TEXT EXCERPT
^^^^^^^^

Blessed are the peacemakers, for they will be called children of God. —Matthew 5:9
If you have been blessed with children, you may have on occasion looked at their physical features, noted their talents, observed their personalities and concluded that this or that child looks like, resembles, acts like, etc. one or another of its parents or grandparents. Children through nature and nurture are reflections of their parents. This is something that many likely heard while growing up. That they looked like or had the personality of their mom or dad, grandmother or grandfather.
When Philip says to Jesus, “Show us the Father” Jesus responds by saying “If you have seen me you have seen the Father.” Such it is between a parent and a child. While I appreciate there is a difference between the relationship of Jesus to his father and us to our parents, the general principle holds: children are a reflection of their parents. In Jesus, we see that the Father is compassionate, merciful, patient, loving, healing, just and righteous, and forbearing. We see that the Father cares for the oppressed, the outcast, the sick, the poor, the orphan and the widow. If you want to know what God our Father is like, look at what Jesus did.
In his great sermon on the mount, Jesus makes use of this relationship between parent and child to remind us of in whose image we are made and therefore whose image we should reflect. “Blessed are the peacemakers, for they will be called children of God.” It is the seventh of his statements on blessedness. Matthew is too thoughtful and too careful, for this to be random or a coincidence. Many will recognize that seven is a number representing perfection, completeness, and wholeness. Recall the seven days of creation and rest from Genesis. This seventh statement is about completeness and wholeness. It is about the peace that is the fruit of being complete and whole in our identity as children of God when we rest in and live out that identity.

^^^^^^^^

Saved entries
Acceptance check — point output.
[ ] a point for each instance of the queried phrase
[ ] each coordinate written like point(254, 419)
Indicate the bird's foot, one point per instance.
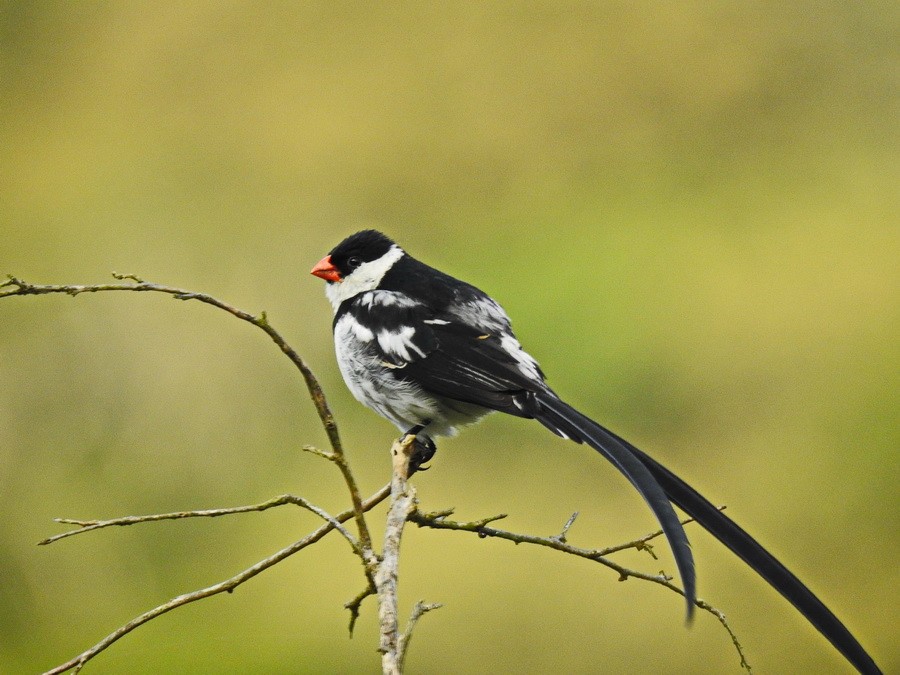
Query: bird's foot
point(422, 451)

^^^^^^^^

DIRECTIONS
In the reflection on the peacemakers beatitude, why does the text treat that statement as being about completeness and wholeness? Answer in one to three sentences. This listing comes from a separate source.

EXERCISE ANSWER
It is the seventh of Jesus's statements on blessedness, and the text holds that Matthew is too thoughtful and careful for this to be random or a coincidence. Seven is a number representing perfection, completeness, and wholeness, as in the seven days of creation and rest from Genesis.